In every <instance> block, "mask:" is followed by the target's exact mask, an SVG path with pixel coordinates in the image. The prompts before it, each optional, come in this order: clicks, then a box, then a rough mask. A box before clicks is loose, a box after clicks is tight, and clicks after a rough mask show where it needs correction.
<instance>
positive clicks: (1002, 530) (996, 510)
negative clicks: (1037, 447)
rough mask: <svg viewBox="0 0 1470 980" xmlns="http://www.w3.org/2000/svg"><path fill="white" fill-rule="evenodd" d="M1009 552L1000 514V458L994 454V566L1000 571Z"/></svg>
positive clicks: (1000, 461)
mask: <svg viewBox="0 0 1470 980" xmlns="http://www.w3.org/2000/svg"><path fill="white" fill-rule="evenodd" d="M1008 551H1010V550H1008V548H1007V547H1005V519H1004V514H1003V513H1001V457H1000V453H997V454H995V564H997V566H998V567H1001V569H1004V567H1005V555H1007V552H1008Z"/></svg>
* * *
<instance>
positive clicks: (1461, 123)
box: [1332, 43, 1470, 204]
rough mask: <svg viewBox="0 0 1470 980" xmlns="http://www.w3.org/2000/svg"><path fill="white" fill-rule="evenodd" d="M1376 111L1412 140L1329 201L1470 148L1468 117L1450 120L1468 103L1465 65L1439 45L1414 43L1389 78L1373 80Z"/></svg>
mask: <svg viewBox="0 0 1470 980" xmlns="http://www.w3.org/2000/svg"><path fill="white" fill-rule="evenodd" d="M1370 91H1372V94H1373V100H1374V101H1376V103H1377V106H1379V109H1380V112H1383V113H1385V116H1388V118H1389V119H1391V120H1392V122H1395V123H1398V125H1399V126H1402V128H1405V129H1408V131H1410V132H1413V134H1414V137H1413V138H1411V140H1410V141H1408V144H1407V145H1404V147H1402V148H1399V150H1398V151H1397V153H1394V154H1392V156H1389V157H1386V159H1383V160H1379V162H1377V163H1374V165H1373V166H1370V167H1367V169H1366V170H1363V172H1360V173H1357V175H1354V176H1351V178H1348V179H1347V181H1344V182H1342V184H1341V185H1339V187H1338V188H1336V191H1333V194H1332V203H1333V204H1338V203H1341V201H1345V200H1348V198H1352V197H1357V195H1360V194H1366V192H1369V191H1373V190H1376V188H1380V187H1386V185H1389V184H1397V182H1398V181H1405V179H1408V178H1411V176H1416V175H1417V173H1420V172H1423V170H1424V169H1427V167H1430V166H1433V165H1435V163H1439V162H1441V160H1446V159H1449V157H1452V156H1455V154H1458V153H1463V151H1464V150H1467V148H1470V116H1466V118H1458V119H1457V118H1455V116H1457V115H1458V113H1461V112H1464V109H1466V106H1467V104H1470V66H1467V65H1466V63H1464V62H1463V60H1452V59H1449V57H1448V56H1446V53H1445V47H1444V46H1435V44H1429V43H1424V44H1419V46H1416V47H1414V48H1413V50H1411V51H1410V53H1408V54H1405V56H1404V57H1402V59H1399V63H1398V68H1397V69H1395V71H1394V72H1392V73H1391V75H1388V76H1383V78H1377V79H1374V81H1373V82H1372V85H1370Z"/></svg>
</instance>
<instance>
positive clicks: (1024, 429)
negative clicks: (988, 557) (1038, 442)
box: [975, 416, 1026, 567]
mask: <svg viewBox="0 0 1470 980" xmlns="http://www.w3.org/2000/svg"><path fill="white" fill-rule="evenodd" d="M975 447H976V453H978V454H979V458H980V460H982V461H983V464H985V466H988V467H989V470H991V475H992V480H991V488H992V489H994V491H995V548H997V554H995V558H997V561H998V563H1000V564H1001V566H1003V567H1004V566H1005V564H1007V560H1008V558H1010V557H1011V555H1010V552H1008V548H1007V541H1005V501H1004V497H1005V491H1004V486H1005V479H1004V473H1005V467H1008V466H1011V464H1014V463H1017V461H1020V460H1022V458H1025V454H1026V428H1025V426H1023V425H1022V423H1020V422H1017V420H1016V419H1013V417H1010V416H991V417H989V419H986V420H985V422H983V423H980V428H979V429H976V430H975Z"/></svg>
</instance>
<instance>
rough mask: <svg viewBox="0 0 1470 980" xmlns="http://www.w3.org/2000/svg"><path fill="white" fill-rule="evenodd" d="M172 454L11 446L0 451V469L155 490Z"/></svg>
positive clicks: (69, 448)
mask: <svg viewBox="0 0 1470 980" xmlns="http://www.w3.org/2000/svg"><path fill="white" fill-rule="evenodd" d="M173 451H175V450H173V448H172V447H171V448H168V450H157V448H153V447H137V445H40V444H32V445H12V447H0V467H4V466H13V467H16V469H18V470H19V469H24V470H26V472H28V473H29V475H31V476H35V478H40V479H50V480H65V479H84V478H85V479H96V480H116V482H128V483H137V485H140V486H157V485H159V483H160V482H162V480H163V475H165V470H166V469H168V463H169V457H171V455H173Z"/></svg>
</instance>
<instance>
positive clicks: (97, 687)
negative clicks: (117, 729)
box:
...
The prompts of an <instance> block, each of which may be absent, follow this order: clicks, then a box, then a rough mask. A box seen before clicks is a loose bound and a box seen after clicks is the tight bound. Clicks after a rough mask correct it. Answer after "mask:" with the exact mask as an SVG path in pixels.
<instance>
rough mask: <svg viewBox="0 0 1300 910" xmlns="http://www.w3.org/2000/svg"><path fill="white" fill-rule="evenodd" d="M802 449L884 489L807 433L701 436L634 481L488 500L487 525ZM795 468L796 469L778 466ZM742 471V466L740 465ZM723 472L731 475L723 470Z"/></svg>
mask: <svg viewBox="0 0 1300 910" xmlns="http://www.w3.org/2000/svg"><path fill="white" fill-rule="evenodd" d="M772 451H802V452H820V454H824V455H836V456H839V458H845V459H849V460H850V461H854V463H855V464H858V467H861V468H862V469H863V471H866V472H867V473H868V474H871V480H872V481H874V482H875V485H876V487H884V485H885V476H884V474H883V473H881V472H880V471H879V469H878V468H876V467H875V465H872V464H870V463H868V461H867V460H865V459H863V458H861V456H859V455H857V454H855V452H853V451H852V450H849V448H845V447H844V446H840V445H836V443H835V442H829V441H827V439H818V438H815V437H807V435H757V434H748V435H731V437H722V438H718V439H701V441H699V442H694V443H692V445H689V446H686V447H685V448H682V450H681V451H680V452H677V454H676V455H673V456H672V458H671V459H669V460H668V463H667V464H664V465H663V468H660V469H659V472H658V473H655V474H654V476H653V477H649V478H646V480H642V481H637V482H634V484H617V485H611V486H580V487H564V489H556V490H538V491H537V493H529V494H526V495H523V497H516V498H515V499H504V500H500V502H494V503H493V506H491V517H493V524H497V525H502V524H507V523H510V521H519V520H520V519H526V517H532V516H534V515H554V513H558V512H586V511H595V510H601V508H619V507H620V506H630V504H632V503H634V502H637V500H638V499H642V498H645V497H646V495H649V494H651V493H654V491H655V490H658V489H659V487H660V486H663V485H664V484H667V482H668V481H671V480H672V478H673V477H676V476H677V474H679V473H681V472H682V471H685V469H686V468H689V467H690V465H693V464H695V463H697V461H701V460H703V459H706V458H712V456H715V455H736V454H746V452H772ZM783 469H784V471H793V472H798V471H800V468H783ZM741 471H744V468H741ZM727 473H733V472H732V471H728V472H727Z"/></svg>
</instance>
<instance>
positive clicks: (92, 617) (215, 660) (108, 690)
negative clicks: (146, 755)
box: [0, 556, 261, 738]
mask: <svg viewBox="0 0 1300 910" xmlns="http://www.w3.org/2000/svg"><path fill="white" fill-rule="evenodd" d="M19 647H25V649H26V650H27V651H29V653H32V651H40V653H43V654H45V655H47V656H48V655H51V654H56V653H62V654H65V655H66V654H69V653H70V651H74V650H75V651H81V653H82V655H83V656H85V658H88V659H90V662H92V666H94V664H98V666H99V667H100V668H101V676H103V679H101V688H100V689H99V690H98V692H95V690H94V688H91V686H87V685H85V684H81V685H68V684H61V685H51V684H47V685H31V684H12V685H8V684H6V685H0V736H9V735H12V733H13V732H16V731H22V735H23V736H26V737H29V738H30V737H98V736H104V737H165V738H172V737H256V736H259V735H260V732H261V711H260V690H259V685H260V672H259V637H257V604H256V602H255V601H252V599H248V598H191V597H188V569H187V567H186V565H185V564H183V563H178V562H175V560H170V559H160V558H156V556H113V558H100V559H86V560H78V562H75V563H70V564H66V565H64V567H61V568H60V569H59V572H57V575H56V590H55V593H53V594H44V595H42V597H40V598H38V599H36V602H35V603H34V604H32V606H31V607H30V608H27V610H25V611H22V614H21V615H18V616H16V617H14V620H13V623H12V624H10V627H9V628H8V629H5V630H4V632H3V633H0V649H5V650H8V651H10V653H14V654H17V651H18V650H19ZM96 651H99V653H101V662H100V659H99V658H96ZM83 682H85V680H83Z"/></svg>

• _What to produce_
Above are the entries. Quote exactly the lines from the one bearing "box: [1332, 43, 1470, 204]" through the one bearing "negative clicks: (988, 557) (1038, 442)".

• _Problem solution_
box: [1332, 43, 1470, 204]
rough mask: <svg viewBox="0 0 1470 980" xmlns="http://www.w3.org/2000/svg"><path fill="white" fill-rule="evenodd" d="M1376 111L1412 140L1329 201L1470 148L1468 117L1450 120L1468 103L1465 65L1439 45L1414 43L1389 78L1373 80Z"/></svg>
mask: <svg viewBox="0 0 1470 980" xmlns="http://www.w3.org/2000/svg"><path fill="white" fill-rule="evenodd" d="M1370 91H1372V94H1373V100H1374V101H1376V103H1377V106H1379V109H1380V112H1383V113H1385V116H1388V118H1389V119H1391V120H1392V122H1395V123H1398V125H1399V126H1402V128H1405V129H1408V131H1410V132H1413V134H1414V137H1413V138H1411V140H1410V141H1408V144H1407V145H1404V147H1402V148H1399V150H1398V151H1397V153H1394V154H1392V156H1389V157H1386V159H1383V160H1379V162H1377V163H1374V165H1373V166H1370V167H1367V169H1366V170H1363V172H1360V173H1357V175H1354V176H1351V178H1348V179H1347V181H1344V182H1342V184H1341V185H1339V187H1338V188H1336V191H1333V194H1332V203H1333V204H1338V203H1341V201H1345V200H1348V198H1352V197H1357V195H1360V194H1366V192H1369V191H1373V190H1376V188H1380V187H1386V185H1389V184H1397V182H1398V181H1405V179H1408V178H1411V176H1416V175H1417V173H1420V172H1423V170H1424V169H1427V167H1430V166H1433V165H1435V163H1439V162H1441V160H1446V159H1449V157H1452V156H1455V154H1458V153H1463V151H1464V150H1467V148H1470V116H1466V118H1458V119H1457V118H1455V116H1457V115H1458V113H1461V112H1464V109H1466V106H1467V104H1470V66H1467V65H1466V63H1464V62H1463V60H1452V59H1449V57H1448V56H1446V53H1445V47H1444V46H1435V44H1429V43H1424V44H1419V46H1416V47H1414V48H1413V50H1411V51H1410V53H1408V54H1405V56H1404V57H1402V59H1399V63H1398V68H1397V69H1395V71H1394V72H1392V73H1391V75H1388V76H1383V78H1377V79H1374V81H1373V82H1372V85H1370Z"/></svg>
</instance>
<instance>
positive clicks: (1024, 429)
negative clicks: (988, 557) (1038, 442)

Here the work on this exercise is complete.